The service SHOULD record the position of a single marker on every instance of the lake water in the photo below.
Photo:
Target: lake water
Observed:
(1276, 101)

+ + + +

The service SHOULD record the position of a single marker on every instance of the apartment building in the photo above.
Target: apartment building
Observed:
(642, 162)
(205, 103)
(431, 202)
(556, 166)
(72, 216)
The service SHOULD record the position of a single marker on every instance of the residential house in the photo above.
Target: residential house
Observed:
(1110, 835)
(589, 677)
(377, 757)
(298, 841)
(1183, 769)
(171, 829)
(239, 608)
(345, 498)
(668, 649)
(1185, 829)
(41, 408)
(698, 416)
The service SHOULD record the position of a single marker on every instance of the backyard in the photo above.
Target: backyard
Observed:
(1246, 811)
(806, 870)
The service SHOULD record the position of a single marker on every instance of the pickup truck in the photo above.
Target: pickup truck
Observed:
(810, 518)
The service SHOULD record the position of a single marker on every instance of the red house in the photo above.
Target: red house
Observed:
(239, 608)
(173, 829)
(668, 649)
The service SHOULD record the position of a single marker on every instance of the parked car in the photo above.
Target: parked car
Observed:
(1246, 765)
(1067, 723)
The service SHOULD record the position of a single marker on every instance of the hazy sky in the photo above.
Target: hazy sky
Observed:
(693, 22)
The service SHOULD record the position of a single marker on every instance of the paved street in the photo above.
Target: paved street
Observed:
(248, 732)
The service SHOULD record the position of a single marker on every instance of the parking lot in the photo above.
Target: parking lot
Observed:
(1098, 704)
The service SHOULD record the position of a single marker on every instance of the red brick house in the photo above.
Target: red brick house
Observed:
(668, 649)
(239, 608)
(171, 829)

+ + + +

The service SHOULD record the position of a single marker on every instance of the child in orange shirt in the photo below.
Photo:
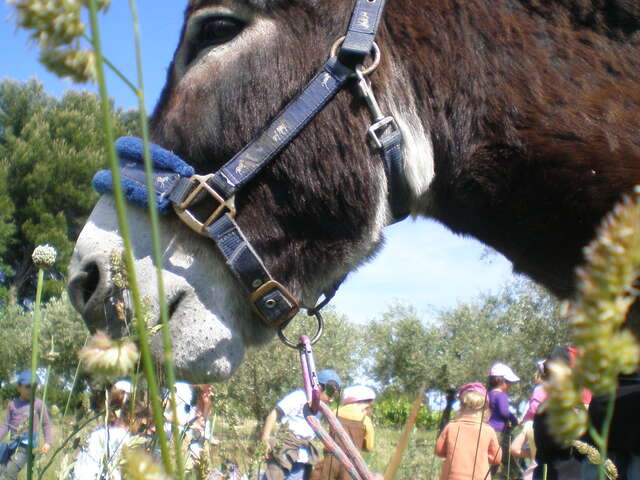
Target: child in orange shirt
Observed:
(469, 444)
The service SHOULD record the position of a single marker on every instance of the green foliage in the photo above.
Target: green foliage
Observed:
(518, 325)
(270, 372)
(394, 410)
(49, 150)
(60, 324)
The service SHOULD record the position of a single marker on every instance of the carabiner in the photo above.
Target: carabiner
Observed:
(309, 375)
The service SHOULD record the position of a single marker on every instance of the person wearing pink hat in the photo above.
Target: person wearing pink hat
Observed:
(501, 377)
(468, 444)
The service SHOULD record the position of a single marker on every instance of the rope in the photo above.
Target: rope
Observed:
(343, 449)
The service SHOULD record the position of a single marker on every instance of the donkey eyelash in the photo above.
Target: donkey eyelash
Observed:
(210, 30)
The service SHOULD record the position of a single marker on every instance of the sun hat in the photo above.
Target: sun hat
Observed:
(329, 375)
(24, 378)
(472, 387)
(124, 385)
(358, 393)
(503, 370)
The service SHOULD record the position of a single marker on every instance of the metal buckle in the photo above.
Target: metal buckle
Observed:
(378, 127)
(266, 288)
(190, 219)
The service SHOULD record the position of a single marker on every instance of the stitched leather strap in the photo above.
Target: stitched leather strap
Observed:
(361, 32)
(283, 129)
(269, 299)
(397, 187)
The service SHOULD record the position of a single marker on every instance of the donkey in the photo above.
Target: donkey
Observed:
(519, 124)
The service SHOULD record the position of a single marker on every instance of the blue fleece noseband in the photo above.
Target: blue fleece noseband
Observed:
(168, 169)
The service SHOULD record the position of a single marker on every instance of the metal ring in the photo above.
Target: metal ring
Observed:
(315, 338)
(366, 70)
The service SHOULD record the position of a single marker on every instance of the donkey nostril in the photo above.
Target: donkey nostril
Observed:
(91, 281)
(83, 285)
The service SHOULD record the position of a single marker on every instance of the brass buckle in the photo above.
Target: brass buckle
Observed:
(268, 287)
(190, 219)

+ + + +

■ WORK TO DO
Count the lines of the listing above that contain the string "stitched". Give only the number.

■ WORKED SOLUTION
2